* [WHAT TO DO]: The records follow. Copy each one exactly.

* [DATA RECORDS]:
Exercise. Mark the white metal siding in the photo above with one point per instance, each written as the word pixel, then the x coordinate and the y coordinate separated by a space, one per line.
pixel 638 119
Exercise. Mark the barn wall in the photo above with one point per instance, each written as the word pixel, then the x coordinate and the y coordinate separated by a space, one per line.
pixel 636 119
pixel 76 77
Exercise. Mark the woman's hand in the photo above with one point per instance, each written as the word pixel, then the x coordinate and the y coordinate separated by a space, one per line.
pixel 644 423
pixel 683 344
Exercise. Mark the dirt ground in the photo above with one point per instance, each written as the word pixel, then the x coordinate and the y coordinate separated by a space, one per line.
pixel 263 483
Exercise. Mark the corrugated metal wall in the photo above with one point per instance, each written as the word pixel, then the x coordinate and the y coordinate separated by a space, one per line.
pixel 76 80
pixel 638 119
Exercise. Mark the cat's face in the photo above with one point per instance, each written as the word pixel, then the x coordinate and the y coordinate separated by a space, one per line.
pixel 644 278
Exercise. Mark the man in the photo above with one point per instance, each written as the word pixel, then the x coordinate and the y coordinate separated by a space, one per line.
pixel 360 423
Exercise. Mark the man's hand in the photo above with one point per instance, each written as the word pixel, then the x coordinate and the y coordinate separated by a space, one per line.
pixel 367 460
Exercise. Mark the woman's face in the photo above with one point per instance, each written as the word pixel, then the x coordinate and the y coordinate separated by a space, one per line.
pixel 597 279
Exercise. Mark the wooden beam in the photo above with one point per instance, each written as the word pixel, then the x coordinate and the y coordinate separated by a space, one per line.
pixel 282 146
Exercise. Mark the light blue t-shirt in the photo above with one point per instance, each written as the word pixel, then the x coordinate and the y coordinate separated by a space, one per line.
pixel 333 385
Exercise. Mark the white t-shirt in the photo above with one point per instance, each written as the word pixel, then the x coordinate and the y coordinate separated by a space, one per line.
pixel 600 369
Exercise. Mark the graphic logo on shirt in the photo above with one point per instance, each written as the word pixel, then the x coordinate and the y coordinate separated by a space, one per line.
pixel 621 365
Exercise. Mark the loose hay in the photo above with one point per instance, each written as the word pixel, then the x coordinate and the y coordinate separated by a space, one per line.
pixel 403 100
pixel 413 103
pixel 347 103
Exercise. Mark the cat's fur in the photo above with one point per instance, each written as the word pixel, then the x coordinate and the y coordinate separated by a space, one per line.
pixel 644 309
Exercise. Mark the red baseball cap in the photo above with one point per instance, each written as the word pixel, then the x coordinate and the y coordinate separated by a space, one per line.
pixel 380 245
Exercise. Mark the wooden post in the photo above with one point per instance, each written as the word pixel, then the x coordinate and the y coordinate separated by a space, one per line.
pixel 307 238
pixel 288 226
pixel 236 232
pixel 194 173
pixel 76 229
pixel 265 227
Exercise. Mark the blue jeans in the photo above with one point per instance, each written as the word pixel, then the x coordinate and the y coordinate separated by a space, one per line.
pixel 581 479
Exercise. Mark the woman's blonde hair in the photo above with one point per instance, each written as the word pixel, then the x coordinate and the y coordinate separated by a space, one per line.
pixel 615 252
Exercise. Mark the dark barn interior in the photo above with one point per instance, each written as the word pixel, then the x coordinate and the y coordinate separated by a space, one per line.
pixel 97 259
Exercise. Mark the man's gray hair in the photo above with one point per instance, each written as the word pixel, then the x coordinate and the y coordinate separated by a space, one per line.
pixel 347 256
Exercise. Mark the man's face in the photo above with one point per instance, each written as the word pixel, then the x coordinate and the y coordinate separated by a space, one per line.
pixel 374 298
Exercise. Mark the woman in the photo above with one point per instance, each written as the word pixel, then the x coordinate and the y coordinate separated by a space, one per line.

* [SOLUTION TO THE EXERCISE]:
Exercise. Mark the white metal siding in the photo above with one point per instance, each written as the word pixel, then the x coordinate and the y coordinate separated by a space, one per line.
pixel 638 119
Exercise. Mark the barn wall in the photo above with one point per instance, each written as the word pixel, then the x coordinate and the y coordinate separated by a space, one per line.
pixel 636 119
pixel 76 77
Exercise. Mark the woman's hand in the photo above with one point per instance, each written as the word pixel, then the x coordinate and the y coordinate separated by a space, one per line.
pixel 644 423
pixel 683 344
Exercise. Mark the dirt ground in the photo above with one point per instance, each written as the word pixel, then the x coordinate and the y coordinate separated by a space, one per line.
pixel 263 483
Exercise. Mark the corrugated metal wall in the photo above with one point per instance, each written as the word pixel, then the x coordinate and the y coordinate separated by a space, one per line.
pixel 76 80
pixel 638 119
Exercise. Mark the cat's face in the photo above with one point per instance, each written as the word pixel, then the x coordinate and the y coordinate separated by a space, one per line.
pixel 644 278
Exercise. Mark the man in the photo above with one point per instance, each written as the word pixel, then the x coordinate and the y coordinate separated by a space, one per line.
pixel 360 423
Exercise. Mark the man's hand in the photo above with one point per instance, each written as the word pixel, then the x coordinate and the y coordinate separated by a space, one per line.
pixel 367 460
Exercise. Mark the woman's face in the photo above with one point per instance, each written as the word pixel, then the x coordinate and the y coordinate separated by a space, one per line.
pixel 597 279
Exercise. Mark the wooden beam in the photo above with one point per instance, each written as the word pixel, then the x coordinate and the y coordinate separated by a space, one per line.
pixel 282 146
Exercise. Mark the light blue t-shirt in the photo above with one point per instance, each written as the word pixel, then the x coordinate and the y coordinate separated by a space, one per line.
pixel 333 385
Exercise. Mark the white t-shirt in the photo above with one point per instance, each written as the word pixel, then the x coordinate and the y coordinate separated by a space, one per line.
pixel 600 369
Exercise. Mark the graphic logo on shirt in the photo above with one point per instance, each written as the word pixel, then the x coordinate and the y coordinate separated by a space, one per line.
pixel 621 365
Exercise. Mark the loose hay in the photo above with one point per instance, each written as the word pixel, then the x coordinate and the y coordinate separated by a space, one per line.
pixel 403 100
pixel 413 103
pixel 347 103
Exercise. Mark the cat's fur in the photo above with one point per instance, each written as the word pixel, then the x coordinate and the y coordinate separated by a space, one per line.
pixel 644 309
Exercise. Mark the red baseball cap in the photo above with one point per instance, each written as the word pixel, then the x coordinate and the y coordinate separated by a space, one per line.
pixel 380 245
Exercise. Mark the wooden post in the photo above with one point per instance, each written as the word pixel, then the x coordinate and the y coordinate separated by a space, one per line.
pixel 307 238
pixel 288 226
pixel 236 232
pixel 194 173
pixel 76 229
pixel 265 227
Exercise. Mark the blue jeans in the photo above with one point per instance, each written as the word pixel, then the x coordinate and the y coordinate separated by a space, one per line.
pixel 581 479
Exercise. Mark the woman's blonde hair in the photo above with one point per instance, each written as the word pixel, then the x coordinate and the y coordinate separated by a space, one per line.
pixel 615 252
Exercise. Mark the dark barn interior in the photo above with one point per instance, each written as the word pixel, then the x coordinate and the y coordinate separated by a space, one per line.
pixel 97 259
Exercise. Mark the man's gray hair in the photo above with one point per instance, each written as the word pixel, then the x coordinate and the y coordinate separated by a space, one per line.
pixel 347 256
Exercise. Mark the man's face in the photo above with one point per instance, each written as the word pixel, then the x coordinate and the y coordinate separated by a space, one per line.
pixel 374 298
Exercise. Mark the woman in the photo above with one point per instance, each written as the word pixel, then the x coordinate and the y coordinate separated by a space, one per line.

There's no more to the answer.